TRY IT: Set down exactly the first line of the entries and every line after it, through the line with "Target: van side mirror".

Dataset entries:
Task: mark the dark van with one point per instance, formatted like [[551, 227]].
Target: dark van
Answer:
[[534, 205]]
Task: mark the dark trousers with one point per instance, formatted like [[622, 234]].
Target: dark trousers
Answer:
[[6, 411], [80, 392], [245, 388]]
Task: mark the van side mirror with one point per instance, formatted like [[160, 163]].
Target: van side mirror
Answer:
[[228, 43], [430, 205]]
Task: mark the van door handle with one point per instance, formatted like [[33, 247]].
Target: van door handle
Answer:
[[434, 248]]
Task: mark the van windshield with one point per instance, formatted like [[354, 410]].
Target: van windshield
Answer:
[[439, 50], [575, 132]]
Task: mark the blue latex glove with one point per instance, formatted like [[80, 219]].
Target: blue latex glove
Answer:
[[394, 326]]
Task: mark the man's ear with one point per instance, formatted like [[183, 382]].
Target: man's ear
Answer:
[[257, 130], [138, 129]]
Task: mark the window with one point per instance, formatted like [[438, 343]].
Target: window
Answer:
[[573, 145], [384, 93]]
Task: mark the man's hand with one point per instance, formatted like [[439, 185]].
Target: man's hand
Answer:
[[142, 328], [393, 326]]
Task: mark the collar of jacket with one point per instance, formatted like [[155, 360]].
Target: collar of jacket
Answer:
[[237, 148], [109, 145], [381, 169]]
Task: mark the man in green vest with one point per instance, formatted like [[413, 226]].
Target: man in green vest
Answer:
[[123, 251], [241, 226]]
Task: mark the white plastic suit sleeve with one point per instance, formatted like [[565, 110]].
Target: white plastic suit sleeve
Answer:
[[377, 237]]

THE ANSWER:
Task: mark the dark van with one point per instance, formatted like [[551, 227]].
Target: dark van
Answer:
[[534, 205]]
Task: mark the dark trousers with one point per instance, formatted like [[622, 234]].
Target: dark trousers
Answer:
[[6, 411], [80, 392], [245, 388]]
Task: mark the van side mirror with one point per instance, formatted like [[160, 163]].
Target: van side mirror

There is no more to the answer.